▶ _TEXTE À LIRE_:
----

Scénario risible et involontairement complexe, répliques qui tombent à l’eau, sidekick du fiston sans charisme, McLane se fait mener par le bout du nez parce qu’il est vacances. Willis montre clairement qu’il en a rien à foutre tandis qu’il se transforme en surhomme dès l’instant ou il conduit une voiture ou touche une arme de ses mains. Sa vulnérabilité est donc inexistante, celui-ci résistant même à l’atmosphère radioactive de Pripyat. Les efforts inexistants dans l’écriture font clairement de ce Die Hard le pire des épisodes et sûrement l’un des pires films d’action de ces dernières années. Poussant à son paroxysme le quota explosion, ne proposant jamais de véritable violence ou d’humour, il est le représentant même du film d’action des années 2000. Lissé, surfait et bourré d’effets spéciaux, il serait possible d’y emmener un enfant de 12 ans sans souci tant tout cela ne ressemble plus qu’à un ersatz de Call Of Duty au cinéma. Un film brouillon qui donne mal à la tête et qui arrive à vous endormir avec ses scènes d’action en slow-motion, plates et sans envergure, Willis se faisant doubler sur presque toute la fin du film.

----

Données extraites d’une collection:
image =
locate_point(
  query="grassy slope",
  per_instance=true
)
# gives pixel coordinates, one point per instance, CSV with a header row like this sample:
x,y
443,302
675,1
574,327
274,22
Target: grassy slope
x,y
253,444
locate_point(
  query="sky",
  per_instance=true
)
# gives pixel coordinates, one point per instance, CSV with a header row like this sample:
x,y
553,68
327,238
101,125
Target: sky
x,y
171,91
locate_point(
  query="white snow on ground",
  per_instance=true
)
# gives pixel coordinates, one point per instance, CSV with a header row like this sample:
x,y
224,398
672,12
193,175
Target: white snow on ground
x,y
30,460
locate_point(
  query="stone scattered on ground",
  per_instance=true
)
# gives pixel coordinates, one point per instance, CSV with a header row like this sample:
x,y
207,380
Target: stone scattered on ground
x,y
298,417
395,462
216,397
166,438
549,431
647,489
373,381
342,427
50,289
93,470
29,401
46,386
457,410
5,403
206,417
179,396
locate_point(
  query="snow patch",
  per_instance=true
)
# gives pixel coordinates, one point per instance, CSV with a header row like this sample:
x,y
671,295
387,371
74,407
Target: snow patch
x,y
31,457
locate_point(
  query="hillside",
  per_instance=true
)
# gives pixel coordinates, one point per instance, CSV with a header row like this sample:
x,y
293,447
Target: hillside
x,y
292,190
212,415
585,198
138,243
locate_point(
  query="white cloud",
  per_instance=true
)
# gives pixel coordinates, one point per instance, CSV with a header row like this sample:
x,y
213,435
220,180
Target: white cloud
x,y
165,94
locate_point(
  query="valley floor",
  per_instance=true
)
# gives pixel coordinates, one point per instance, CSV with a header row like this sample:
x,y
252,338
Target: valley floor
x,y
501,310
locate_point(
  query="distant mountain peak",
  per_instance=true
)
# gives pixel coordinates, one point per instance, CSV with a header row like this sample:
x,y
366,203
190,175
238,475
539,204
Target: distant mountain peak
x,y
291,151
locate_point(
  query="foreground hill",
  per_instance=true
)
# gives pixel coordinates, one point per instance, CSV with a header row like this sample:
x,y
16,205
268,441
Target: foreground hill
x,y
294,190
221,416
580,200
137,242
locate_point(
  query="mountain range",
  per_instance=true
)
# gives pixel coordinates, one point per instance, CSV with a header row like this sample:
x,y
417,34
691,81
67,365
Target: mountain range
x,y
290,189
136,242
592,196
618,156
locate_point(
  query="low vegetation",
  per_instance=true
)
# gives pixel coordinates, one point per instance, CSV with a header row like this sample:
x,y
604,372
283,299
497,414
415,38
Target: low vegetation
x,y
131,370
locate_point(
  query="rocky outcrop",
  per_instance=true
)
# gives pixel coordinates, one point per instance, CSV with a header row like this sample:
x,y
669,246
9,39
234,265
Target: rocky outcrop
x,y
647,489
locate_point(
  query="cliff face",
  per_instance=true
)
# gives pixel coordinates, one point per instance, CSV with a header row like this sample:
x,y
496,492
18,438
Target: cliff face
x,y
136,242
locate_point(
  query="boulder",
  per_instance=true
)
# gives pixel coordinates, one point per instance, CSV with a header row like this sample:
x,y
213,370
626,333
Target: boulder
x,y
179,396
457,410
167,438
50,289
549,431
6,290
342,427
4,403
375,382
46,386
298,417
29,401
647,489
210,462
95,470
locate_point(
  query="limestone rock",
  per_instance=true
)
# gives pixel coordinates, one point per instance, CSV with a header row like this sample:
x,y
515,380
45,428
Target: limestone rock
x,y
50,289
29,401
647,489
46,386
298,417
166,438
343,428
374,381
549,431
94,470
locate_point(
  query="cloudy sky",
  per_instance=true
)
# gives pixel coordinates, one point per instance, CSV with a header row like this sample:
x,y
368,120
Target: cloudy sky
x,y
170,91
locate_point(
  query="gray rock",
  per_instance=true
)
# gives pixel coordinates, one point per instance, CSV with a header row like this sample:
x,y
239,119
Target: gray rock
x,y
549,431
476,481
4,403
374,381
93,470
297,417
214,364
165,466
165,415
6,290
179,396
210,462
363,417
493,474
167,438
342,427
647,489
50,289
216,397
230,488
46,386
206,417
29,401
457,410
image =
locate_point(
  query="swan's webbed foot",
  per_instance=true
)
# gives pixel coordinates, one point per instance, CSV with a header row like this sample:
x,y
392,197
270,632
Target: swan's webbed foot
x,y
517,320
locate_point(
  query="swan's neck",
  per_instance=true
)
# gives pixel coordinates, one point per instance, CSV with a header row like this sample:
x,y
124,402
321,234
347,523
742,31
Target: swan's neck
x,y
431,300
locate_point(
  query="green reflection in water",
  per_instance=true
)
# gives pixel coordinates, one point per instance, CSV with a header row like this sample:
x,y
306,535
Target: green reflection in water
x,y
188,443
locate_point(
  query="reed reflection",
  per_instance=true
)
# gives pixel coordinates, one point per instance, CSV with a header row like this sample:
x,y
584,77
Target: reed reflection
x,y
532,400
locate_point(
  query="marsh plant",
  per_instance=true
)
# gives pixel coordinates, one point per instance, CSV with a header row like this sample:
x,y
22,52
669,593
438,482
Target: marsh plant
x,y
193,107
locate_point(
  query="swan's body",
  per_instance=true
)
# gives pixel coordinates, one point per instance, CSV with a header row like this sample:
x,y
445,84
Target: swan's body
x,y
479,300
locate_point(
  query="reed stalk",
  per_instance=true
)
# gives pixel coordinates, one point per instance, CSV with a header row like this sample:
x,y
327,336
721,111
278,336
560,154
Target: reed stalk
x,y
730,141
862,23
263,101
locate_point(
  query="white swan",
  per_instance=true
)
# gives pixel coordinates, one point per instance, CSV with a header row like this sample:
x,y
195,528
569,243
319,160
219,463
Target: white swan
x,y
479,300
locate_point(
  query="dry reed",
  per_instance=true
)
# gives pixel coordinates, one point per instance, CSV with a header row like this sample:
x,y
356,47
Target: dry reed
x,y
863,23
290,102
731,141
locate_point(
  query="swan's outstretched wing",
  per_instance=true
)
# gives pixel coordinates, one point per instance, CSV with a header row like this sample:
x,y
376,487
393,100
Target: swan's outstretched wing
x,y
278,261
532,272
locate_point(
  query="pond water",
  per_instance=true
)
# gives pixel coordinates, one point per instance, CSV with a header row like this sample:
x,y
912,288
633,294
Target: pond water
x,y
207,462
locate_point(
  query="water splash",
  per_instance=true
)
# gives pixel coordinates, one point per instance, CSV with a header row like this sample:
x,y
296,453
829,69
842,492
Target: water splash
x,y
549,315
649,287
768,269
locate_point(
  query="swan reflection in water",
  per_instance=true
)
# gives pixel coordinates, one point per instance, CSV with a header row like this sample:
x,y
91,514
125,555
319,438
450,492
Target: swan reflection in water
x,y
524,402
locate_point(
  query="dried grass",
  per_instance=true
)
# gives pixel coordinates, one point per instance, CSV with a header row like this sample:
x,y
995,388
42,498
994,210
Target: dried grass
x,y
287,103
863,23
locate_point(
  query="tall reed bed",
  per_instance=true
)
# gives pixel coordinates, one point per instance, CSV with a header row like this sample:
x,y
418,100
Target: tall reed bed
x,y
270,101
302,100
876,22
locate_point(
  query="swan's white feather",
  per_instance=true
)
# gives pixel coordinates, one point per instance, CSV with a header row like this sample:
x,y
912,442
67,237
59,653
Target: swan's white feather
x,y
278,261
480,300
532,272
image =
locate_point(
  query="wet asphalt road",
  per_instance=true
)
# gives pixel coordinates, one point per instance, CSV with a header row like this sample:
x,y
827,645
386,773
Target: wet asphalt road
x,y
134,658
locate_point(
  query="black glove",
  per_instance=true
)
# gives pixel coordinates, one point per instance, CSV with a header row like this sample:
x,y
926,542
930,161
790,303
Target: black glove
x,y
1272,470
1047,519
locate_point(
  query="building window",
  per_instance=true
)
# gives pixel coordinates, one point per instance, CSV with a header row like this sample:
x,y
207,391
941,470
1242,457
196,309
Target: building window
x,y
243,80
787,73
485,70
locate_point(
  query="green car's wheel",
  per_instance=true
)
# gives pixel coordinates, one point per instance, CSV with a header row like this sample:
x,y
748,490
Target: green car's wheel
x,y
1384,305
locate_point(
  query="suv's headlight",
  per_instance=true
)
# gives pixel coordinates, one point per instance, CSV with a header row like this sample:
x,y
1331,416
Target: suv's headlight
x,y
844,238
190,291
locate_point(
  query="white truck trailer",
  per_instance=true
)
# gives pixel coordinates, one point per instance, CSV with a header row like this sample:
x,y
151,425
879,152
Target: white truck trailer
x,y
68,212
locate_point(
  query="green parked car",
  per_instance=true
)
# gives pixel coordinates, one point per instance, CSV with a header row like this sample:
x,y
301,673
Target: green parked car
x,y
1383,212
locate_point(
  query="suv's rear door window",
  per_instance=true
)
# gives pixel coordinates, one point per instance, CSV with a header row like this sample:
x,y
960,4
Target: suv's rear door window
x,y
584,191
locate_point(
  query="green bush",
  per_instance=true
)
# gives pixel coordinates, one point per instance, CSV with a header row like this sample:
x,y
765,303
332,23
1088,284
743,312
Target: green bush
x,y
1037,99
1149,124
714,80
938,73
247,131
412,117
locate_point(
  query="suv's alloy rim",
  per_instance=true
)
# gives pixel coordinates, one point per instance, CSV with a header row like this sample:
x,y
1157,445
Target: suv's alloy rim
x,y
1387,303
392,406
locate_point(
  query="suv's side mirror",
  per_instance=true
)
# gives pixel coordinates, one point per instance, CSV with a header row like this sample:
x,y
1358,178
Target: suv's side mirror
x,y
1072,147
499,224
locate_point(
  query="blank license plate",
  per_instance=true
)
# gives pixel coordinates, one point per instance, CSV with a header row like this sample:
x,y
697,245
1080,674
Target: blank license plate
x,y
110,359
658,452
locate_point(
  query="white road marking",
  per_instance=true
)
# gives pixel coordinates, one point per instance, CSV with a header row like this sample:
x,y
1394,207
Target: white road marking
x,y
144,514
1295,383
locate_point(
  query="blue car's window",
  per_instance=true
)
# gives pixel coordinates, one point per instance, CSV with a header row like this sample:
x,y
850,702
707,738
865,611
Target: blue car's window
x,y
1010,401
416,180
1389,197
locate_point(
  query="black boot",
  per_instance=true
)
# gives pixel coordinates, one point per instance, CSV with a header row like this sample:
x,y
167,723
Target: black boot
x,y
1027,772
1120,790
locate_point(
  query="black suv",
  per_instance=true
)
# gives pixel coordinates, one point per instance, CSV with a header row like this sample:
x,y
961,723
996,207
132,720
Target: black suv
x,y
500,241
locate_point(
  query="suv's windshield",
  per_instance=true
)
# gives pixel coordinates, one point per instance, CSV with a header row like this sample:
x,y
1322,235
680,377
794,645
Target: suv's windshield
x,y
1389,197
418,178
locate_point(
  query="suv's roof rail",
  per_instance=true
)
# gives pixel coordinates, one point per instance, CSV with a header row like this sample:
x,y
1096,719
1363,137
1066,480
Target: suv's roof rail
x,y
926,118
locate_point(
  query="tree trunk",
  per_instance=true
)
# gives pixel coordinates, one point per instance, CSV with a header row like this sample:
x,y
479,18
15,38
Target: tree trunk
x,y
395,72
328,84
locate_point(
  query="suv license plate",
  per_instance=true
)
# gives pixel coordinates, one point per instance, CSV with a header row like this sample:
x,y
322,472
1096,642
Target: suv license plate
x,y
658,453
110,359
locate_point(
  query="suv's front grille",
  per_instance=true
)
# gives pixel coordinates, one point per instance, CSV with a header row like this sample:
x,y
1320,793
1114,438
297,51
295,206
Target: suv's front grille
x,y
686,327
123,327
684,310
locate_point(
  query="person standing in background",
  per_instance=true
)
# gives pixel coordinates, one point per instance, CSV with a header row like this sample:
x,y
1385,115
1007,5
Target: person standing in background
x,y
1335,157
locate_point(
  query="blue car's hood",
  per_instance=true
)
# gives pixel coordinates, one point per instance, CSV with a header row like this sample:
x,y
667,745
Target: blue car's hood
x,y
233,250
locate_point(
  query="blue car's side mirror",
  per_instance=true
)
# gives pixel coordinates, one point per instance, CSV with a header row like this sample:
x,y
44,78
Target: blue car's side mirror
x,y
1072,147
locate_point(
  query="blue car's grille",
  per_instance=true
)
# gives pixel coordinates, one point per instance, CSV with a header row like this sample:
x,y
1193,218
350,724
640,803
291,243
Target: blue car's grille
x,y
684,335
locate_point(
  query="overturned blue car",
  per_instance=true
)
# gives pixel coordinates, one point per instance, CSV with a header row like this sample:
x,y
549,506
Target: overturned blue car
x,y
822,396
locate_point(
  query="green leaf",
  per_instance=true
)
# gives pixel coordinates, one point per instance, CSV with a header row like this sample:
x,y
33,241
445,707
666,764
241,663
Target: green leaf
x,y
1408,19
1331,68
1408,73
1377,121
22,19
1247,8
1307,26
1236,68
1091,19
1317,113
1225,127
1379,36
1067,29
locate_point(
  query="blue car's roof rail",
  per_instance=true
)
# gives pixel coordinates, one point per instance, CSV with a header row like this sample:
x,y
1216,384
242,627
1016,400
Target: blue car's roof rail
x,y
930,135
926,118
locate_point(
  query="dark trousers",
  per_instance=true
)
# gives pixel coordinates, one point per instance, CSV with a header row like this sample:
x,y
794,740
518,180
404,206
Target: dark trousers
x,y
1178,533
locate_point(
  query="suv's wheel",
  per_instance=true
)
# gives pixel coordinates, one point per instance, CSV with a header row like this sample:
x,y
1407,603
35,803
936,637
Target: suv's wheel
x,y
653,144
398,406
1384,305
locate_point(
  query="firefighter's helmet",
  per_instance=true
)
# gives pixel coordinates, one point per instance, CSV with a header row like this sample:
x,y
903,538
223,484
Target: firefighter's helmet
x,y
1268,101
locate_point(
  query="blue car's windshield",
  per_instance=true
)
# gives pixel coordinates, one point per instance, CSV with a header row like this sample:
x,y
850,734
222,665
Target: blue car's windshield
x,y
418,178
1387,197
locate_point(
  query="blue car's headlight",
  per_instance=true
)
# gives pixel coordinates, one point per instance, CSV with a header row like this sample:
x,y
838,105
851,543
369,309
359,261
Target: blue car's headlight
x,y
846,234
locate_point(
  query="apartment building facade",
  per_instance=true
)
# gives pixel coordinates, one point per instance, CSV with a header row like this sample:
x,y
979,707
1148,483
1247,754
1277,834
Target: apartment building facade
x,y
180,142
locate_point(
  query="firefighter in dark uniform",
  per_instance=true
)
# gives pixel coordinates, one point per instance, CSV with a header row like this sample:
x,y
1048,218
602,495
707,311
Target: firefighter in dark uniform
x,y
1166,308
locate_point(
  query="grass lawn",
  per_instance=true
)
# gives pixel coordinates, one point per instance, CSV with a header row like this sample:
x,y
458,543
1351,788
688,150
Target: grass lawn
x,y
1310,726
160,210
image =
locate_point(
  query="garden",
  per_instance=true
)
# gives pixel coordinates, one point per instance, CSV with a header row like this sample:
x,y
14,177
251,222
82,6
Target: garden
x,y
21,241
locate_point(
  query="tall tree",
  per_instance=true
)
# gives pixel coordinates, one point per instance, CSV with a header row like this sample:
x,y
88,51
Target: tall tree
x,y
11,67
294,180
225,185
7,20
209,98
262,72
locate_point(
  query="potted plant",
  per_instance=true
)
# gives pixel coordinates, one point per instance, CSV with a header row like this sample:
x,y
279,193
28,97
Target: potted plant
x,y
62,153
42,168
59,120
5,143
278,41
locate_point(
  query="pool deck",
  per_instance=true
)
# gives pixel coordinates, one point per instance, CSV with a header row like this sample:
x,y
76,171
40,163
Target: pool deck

----

▶ _CONSIGNES_:
- A) Traduisez en anglais cette phrase du texte à lire : « Sa vulnérabilité est donc inexistante, celui-ci résistant même à l’atmosphère radioactive de Pripyat. »
- B) Relevez tous les noms propres présents dans le texte à lire, en citant chacun une seule fois.

▶ _CORRIGÉS PAR TÂCHE_:
- A) His vulnerability is therefore nonexistent, as he even withstands the radioactive atmosphere of Pripyat.

- B) McLane, Willis, Pripyat, Die Hard, Call Of Duty